(EXERCISES):
1 > Can you condense the paragraph of the game review that begins "So look, I'll admit" into a short bulleted list that keeps its main points?
2 > Would you reproduce everything in the game review from "So anyway, as" down to "I'm going here.", word for word?

(SOURCE PASSAGE):
++++++++++

So anyway, as I noted, there's a
really, really great set-up. But the execution is...not so great,
and from hereon in, there will be SPOILERS APLENTY, because there's
really no way to explain what irked me about this game without them.
So look, I'll admit that Gone
Home is not a perfect game. The side-stories about the
parents are poorly integrated into the whole, and it's at least
arguable that the occasional attempts to make you think you're
playing a horror game are out-of-place. But mostly, it focused on
the highly affecting central narrative, both via voice clips and
found artifacts, and in that it was extremely successful. In
contrast, well...you can see where I'm going here.
Reading the above summary of the game's
set-up, you naturally think, okay, so this game is going to focus
both on Henry's dealing with and coming to terms with his marital
situation, as well as his developing relationship with Delilah, and
maybe some stuff will happen in the forest that obliquely comments on
it, and it's going to be GREAT, right? Well, no one's stopping you
from thinking that, but you're WRONG AS HECK. In fact, Henry's past
is largely absent from the main story. Sure, it's theoretically
present as subtext, and occasionally he relates bits and pieces of it
to Delilah, but this never goes anywhere, and at a certain point you
realize--in a bemused sort of way--that the game doesn't
particularly care about it. This is really, truly,
genuinely bizarre, but after setting you up to assume that the entire
game would revolve around this internal turmoil, it then...doesn't.
It is seriously as though it was made by aliens who had heard
of this Earth concept of storytelling but had never actually seen it
in action.

++++++++++

(EXTRACTED INFORMATION):
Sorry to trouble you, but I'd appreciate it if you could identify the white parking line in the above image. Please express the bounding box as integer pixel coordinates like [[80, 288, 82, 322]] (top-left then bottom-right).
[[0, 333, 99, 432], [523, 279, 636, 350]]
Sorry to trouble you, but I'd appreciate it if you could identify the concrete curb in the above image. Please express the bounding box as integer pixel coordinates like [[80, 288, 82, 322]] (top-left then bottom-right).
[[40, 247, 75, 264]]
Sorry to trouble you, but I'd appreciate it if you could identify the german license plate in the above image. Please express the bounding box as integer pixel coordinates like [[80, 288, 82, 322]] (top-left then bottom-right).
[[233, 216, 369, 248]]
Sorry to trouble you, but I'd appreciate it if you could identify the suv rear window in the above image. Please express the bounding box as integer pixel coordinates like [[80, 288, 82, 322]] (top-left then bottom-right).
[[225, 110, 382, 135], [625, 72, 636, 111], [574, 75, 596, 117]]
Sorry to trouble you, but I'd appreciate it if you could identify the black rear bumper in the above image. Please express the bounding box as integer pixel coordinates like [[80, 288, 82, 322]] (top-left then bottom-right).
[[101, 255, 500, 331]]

++++++++++

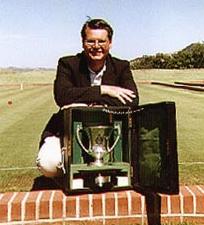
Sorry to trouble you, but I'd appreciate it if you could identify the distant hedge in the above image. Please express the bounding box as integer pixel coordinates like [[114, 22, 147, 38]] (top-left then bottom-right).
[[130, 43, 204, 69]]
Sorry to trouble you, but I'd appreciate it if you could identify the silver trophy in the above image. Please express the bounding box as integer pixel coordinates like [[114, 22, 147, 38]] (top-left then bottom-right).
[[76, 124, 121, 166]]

++++++++++

(OUTPUTS FOR THE TASKS):
1 >
- Gone Home is not a perfect game.
- Its side-stories about the parents are poorly integrated into the whole.
- Its occasional attempts to make the player think it is a horror game are arguably out of place.
- It mostly focused on its highly affecting central narrative, told through voice clips and found artifacts, and it was extremely successful at that.
- The reviewer sets this up as a contrast with the game under discussion.

2 >
So anyway, as I noted, there's a
really, really great set-up. But the execution is...not so great,
and from hereon in, there will be SPOILERS APLENTY, because there's
really no way to explain what irked me about this game without them.
So look, I'll admit that Gone
Home is not a perfect game. The side-stories about the
parents are poorly integrated into the whole, and it's at least
arguable that the occasional attempts to make you think you're
playing a horror game are out-of-place. But mostly, it focused on
the highly affecting central narrative, both via voice clips and
found artifacts, and in that it was extremely successful. In
contrast, well...you can see where I'm going here.